Begin Records for the task

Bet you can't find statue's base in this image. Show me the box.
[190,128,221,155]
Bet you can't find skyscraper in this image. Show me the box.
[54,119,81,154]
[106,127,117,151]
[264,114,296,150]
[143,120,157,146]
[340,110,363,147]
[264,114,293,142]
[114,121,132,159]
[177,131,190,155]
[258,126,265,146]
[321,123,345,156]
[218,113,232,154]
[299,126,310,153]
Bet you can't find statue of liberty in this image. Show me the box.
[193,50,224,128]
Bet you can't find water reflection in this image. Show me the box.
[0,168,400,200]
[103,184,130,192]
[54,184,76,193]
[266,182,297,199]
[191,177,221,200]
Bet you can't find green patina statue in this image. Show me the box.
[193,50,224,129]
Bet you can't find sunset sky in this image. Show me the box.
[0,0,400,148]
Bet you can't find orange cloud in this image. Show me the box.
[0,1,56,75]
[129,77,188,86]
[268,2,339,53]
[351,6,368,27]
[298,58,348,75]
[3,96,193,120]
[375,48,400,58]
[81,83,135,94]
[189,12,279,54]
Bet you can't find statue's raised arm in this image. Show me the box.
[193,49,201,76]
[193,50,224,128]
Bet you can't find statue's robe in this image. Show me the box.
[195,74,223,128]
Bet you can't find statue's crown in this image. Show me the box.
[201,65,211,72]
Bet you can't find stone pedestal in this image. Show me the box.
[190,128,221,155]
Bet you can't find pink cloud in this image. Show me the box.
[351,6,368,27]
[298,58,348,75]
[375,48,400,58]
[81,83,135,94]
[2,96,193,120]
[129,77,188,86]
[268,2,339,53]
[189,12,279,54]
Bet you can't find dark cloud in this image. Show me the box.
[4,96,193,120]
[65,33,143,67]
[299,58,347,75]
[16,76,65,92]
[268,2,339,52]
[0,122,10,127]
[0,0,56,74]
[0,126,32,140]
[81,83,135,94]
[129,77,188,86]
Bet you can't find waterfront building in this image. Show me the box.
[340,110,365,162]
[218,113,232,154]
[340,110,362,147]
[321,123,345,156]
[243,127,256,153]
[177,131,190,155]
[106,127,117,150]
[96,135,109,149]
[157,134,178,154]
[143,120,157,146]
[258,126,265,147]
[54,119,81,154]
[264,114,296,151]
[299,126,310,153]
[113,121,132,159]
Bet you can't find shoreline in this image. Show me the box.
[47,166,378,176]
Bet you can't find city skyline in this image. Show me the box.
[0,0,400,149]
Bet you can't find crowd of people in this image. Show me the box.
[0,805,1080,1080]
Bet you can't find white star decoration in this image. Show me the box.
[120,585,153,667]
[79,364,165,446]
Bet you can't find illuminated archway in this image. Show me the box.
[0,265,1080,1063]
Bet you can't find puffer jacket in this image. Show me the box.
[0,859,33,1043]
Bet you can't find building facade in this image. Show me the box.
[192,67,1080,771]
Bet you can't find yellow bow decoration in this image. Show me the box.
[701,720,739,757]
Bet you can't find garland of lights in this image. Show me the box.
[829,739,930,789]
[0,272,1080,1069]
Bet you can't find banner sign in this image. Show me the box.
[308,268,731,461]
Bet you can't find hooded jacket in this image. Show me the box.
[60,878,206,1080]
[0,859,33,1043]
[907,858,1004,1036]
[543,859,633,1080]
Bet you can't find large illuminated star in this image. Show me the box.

End Records for the task

* **Problem description**: Copy every one of the records above word for word, keeping each line as it appears.

* **Solution for this problem**:
Bet you can't find statue's base in this image. Show me the box.
[190,128,221,155]
Bet you can't find skyscraper in this image. Show me the box.
[54,119,81,154]
[106,127,117,151]
[264,114,296,150]
[143,120,157,146]
[340,110,363,147]
[264,114,293,142]
[114,121,132,159]
[177,131,190,155]
[258,126,265,146]
[321,123,345,156]
[218,113,232,154]
[299,126,310,153]
Bet you can't find statue of liberty in this image. Show me the box.
[193,50,224,128]
Bet you can't find water reflection in this image. Show me the box.
[0,168,400,200]
[103,184,130,192]
[54,184,76,193]
[266,182,297,199]
[191,177,221,200]
Bet you can't find green patina statue in this image. Show me the box.
[193,50,224,129]
Bet you can't find sunset sky in this image. Show me the box.
[0,0,400,148]
Bet you can't find orange cloud in this image. Show me the box.
[0,1,56,75]
[129,77,188,86]
[268,2,339,53]
[351,6,368,27]
[298,58,348,75]
[3,96,193,120]
[375,48,400,58]
[81,83,135,94]
[189,12,279,54]
Bet you can't find statue's raised arm in this image. Show me the box.
[193,49,201,76]
[193,50,224,128]
Bet you can't find statue's robe in this image. Show me the box.
[195,74,223,128]
Bet you can't find statue's crown in this image. Show me the box.
[201,65,211,72]
Bet you can't find stone pedestal in this image. Show me the box.
[190,128,221,155]
Bet you can't find pink cloud in this image. Show me the box.
[351,6,368,27]
[298,58,348,75]
[375,48,400,58]
[81,83,135,94]
[2,96,193,120]
[129,77,188,86]
[268,2,339,53]
[189,12,279,54]
Bet you can't find dark cloud in this image. Show me the box.
[4,96,193,120]
[65,33,143,67]
[299,58,347,75]
[16,76,65,92]
[268,2,339,52]
[0,122,10,127]
[0,0,56,74]
[0,126,32,140]
[81,83,135,94]
[129,77,188,86]
Bet you can't find waterfront building in this image. Show me the box.
[340,110,365,162]
[218,113,232,154]
[340,110,362,147]
[321,123,345,156]
[243,127,256,153]
[177,131,190,155]
[106,127,117,150]
[96,135,109,149]
[157,134,178,154]
[143,120,157,146]
[258,126,265,147]
[54,119,81,154]
[264,114,296,151]
[299,126,310,153]
[113,121,132,159]
Bet you can't find shoreline in this image. Show me the box.
[47,166,378,176]
Bet you can't find city skyline in this image. Show me the box.
[0,0,400,149]
Bet you can't find crowd of people in this image. Show me the box.
[0,805,1080,1080]
Bet you can't find white star decoration in this image. Show me the box.
[120,585,153,667]
[79,364,165,446]
Bet you can't find illuminated archway in this image. Show me the box.
[0,265,1080,1063]
Bet you can't find puffer jacket in this image. Show me the box.
[0,859,33,1043]
Bet you can't find building facade in this image. Show me the box.
[192,67,1080,771]
Bet you can't find yellow bow decoration in this image. Show me the box.
[701,720,739,757]
Bet you can't find garland of lights in this image. Show me the box.
[829,739,930,789]
[0,272,1080,1069]
Bet you can't find banner sign in this image. Show me the box.
[308,268,731,461]
Bet you can't find hooded jacket in this image. Show me the box.
[60,878,206,1080]
[0,859,33,1043]
[907,858,1004,1036]
[543,859,633,1080]
Bet you can't find large illuminated star in this image. Show me the box.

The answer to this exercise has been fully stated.